* _Artikel_:
----
War es unvermeidlich, dass die Briten „Europa“ wieder den Rücken kehren würden, um ihrer eigenen Wege zu ziehen? Viele, auch im Vereinigten Königreich selbst, fragen sich das nun, da die britische Mitgliedschaft im europäischen „Club“ nach 47 Jahren und 31 Tagen erlischt.

Die Frage ist verständlich. Ihr Insel-Dasein, die frühere Weltmachts-Rolle, das Empire, die Eigenart ihrer Gesellschaft hat die Briten immer von anderen Nationen unterschieden. Selbstverständlich haben Geschichte und Geografie die Mentalität hierzulande geprägt.

Das sah schon Charles de Gaulle so, als er den Antrag Londons auf Aufnahme in den Gemeinsamen Markt 1963 erstmals sabotierte. Mit ihren „sehr speziellen, sehr originellen Gewohnheiten und Traditionen“ würden die Nachbarn sich in Europa nie richtig einpassen, prophezeite er damals.
Als Großbritannien dann zehn Jahre später doch dazu stieß, ging es bei der Teilhabe am „europäischen Projekt“ in der Tat weniger um historische Notwendigkeit oder kulturelle Identifizierung, als um einen pragmatischen Schritt aus vorwiegend kommerziellem Interesse. Londons liberale Tageszeitung „Guardian“ erschien zum ersten Jänner 1973 mit der Überschrift: „Wir sind drinnen – aber ohne Feuerwerk.“

Eine Hälfte war glücklich, die andere nicht

Recht zwiespältig sind die Briten dem „Projekt“ denn auch von Anfang an gegenüber gestanden. Umfragen aus der Zeit des Beitritts zeigen, dass 38 Prozent mit der Mitgliedschaft glücklich waren und 39 Prozent nicht. 23 Prozent war es egal.

43 Jahre später, bei David Camerons EU-Referendum von 2016, sollte man bezeichnenderweise auf fast identische Proportionen kommen. Ambivalenz war immer charakteristisch fürs britische Verhältnis „zum Kontinent“.
Zwischendurch, in diesem knappen halben Jahrhundert, ging es auf und ab mit Ressentiments gegen und Sympathien für die EU auf der Insel. In Phasen wirtschaftlicher Stabilität nahm das Interesse zu.

Die "Eiserne Lady"

Die „Eiserne Lady“ Margaret Thatcher selbst war eine starke Befürworterin des europäischen Binnenmarkts. Anders als die heutigen Hardliner ihrer Partei hielt Thatcher es immer für unerlässlich, im größten Markt der Welt mit dabei zu sein.
----
* _Angezeigte Daten_:
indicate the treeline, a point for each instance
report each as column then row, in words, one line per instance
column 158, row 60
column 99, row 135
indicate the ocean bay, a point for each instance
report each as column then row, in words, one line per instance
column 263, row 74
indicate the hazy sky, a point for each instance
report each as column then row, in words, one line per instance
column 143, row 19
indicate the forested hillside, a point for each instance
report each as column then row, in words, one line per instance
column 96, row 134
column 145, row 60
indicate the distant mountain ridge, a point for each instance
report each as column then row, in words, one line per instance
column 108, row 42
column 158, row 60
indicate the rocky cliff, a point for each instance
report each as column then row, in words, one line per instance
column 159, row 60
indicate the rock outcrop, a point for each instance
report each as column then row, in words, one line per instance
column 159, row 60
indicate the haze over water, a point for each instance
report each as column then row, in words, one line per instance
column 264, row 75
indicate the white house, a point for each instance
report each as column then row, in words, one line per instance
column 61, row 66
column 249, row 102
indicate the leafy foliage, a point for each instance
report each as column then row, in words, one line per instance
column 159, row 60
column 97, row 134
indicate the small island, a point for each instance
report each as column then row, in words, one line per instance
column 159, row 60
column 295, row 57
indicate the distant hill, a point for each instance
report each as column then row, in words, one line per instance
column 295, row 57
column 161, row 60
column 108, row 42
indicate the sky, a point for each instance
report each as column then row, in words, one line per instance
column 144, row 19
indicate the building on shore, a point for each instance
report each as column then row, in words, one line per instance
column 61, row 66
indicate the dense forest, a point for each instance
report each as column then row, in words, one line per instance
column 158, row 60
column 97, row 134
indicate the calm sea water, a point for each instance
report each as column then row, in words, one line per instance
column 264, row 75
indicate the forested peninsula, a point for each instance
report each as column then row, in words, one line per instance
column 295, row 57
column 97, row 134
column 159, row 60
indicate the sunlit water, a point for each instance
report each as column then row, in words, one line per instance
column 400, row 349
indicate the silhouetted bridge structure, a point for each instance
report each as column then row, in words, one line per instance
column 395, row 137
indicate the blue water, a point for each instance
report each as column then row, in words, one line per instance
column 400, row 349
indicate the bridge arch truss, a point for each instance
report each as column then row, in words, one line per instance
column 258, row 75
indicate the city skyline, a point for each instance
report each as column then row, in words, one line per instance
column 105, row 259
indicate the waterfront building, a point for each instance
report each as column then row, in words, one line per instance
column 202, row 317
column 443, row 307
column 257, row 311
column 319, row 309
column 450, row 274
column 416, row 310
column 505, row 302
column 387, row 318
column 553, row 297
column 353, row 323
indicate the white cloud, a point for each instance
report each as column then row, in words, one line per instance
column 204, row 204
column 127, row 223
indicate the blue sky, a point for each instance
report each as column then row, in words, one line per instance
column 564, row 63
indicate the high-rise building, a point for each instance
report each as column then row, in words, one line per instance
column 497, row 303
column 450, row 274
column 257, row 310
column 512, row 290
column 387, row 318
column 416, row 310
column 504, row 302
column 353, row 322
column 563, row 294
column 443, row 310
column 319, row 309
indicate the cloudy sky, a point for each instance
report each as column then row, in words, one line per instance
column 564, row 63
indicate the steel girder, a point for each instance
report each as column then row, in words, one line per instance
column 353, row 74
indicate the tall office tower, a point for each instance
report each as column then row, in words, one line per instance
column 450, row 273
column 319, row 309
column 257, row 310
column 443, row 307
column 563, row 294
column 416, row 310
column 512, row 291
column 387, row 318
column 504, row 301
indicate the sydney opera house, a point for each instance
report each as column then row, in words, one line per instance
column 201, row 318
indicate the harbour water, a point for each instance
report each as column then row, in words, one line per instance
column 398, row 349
----
* _Aufgaben_:
1/ Beantworten Sie anhand des Artikels über Großbritanniens EU-Mitgliedschaft:
(a) In welchem Jahr sabotierte Charles de Gaulle erstmals den Antrag Londons auf Aufnahme in den Gemeinsamen Markt?
(b) Wie viele Prozent waren laut Umfragen aus der Zeit des Beitritts mit der Mitgliedschaft glücklich?
(c) Mit welcher Überschrift erschien der „Guardian“ zum ersten Jänner 1973?
2/ Warum war Margaret Thatcher laut dem Artikel über Großbritanniens EU-Mitgliedschaft eine starke Befürworterin des europäischen Binnenmarkts?
3/ Setzen Sie den Artikel über Großbritanniens EU-Mitgliedschaft nach seinem letzten Satz fort.
Die Daten stammen aus einer anderen Quelle als der Artikel.

* _Erwartete Antworten_:
1/
(a) 1963
(b) 38 Prozent
(c) „Wir sind drinnen – aber ohne Feuerwerk.“

2/ Thatcher hielt es immer für unerlässlich, im größten Markt der Welt mit dabei zu sein. Darin unterschied sie sich von den heutigen Hardlinern ihrer Partei.

3/
Erst danach, als „Europa“ zur Währungseinheit und zu engerer politischer Verzahnung drängte, wandte sie sich ebenso vehement gegen den „Club“. Sie und ihr Nachfolger John Major begannen, Brüssel die Stirn zu bieten und Sonderbedingungen auszuhandeln. Ausgerechnet Major, der sein Land „im Herzen Europas“ hatte ansiedeln wollen, boykottierte in den 90er-Jahren wegen beginnender scharfer Gegensätze die Gremien der EU.
Eine Geschichte immer neuer Konflikte mit Brüssel überschattete von den 90er- Jahren an das Verhältnis. Für eine britische Regierung nach der anderen wurde die EU-Politik zu einer Frage trotziger Selbstbehauptung gegenüber „dem Rest“.

Niemand in Downing Street und Whitehall machte sich wirklich die Mühe, den Nutzen der EU für Großbritannien, den Sinn der Mitgliedschaft, zu erklären. Eine mächtige anti-europäische Rechtspresse, wie sie in dieser Form nirgendwo sonst existiert in Westeuropa, bot sich als Megaphon für feindselige Botschaften an.

Trommelfeuer der Medien

Hätte ohne dieses Trommelfeuer der Medien sich ein anderes Verhältnis zur EU entwickeln können? Hätte couragierteres Auftreten eines anfänglichen EU-Stars wie Tony Blair zu einem anderen Ergebnis geführt?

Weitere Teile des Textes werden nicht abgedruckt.